§ **SOURCE PASSAGE**
▬▬▬

Heap/Quickselect | Top K Frequent Elements

2024. 10. 26. 05:40

https://leetcode.com/problems/top-k-frequent-elements/description/?envType=company&envId=facebook&favoriteSlug=facebook-thirty-days

Here’s an updated structured script that includes the Quickselect approach for solving the Top K Frequent Elements problem, along with sorting, heap, and bucket sort methods.

You:
"To solve the problem of finding the k most frequent elements in a list of integers, there are a few different approaches we can take, depending on the input size and the desired level of efficiency. I’ll walk through each approach, from simplest to most optimized, including their pros and cons.

1. Sorting Solution

The simplest approach is to use sorting:

Steps: First, count the frequency of each element using a dictionary or Python's Counter class. Then, convert the frequency dictionary to a list of (element, frequency) tuples and sort this list by frequency in descending order. Finally, select the first k elements from the sorted list.
Time Complexity: O(n log n), due to sorting the entire list of elements by frequency.
Space Complexity: O(n) for the frequency dictionary and sorted list.
Pros:
- Straightforward and easy to implement.
- Suitable for small to moderate input sizes.
Cons:
- Sorting is inefficient for large lists when we only need the top k elements. Sorting all elements doesn’t leverage the partial results we need.

2. Heap Solution (Efficient for Larger Lists with Small `k`)

A more efficient approach for larger inputs is to use a min-heap:

Steps: After creating a frequency dictionary, we use a min-heap to keep track of the k most frequent elements. For each element and its frequency, we push it into the heap. If the heap size exceeds k, we remove the element with the smallest frequency, ensuring that only the k most frequent elements remain.
Time Complexity: O(n log k), where we add n elements to a heap of size k.

▬▬▬

§ **SOURCE MATERIAL**

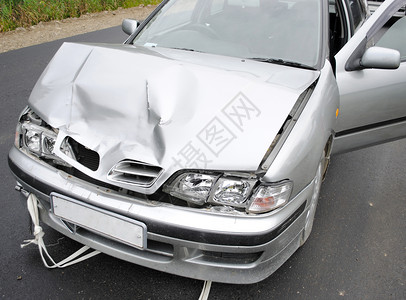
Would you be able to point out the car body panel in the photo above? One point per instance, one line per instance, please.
(371, 100)
(264, 122)
(152, 91)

▬▬▬

§ **SET TASKS**
- 1) In the Top K Frequent Elements explanation, what space complexity is given for the sorting solution?
- 2) Carry on the Top K Frequent Elements explanation, starting right after its final sentence.
The material has no connection to the text.

§ **OUTPUTS**
- 1) O(n), for the frequency dictionary and the sorted list.

- 2)
Space Complexity: O(n) for the dictionary and O(k) for the heap.
Pros:
- Efficient for large inputs where k is small relative to n.
- Uses less space by storing only k elements in the heap.
Cons:
- More complex to implement due to heap operations.

3. Bucket Sort Solution (Optimal for Frequency-Based Grouping)

An even more efficient approach in terms of time complexity is bucket sort:

Steps: After building the frequency dictionary, we create an array of buckets where each index represents a frequency count. Each bucket stores elements that appear that many times. Finally, we collect the top k elements by iterating through the buckets from highest to lowest frequency.
Time Complexity: O(n), as we only count elements and place them into frequency-based buckets.
Space Complexity: O(n) for the dictionary and buckets.
Pros:
- Highly efficient for large inputs and avoids sorting or heap maintenance.
- Works well for situations where k is close to n.
Cons:
- Bucket sort can be less intuitive to implement, and requires extra space for the buckets.

4. Quickselect Solution (Optimal for Top-k Selection)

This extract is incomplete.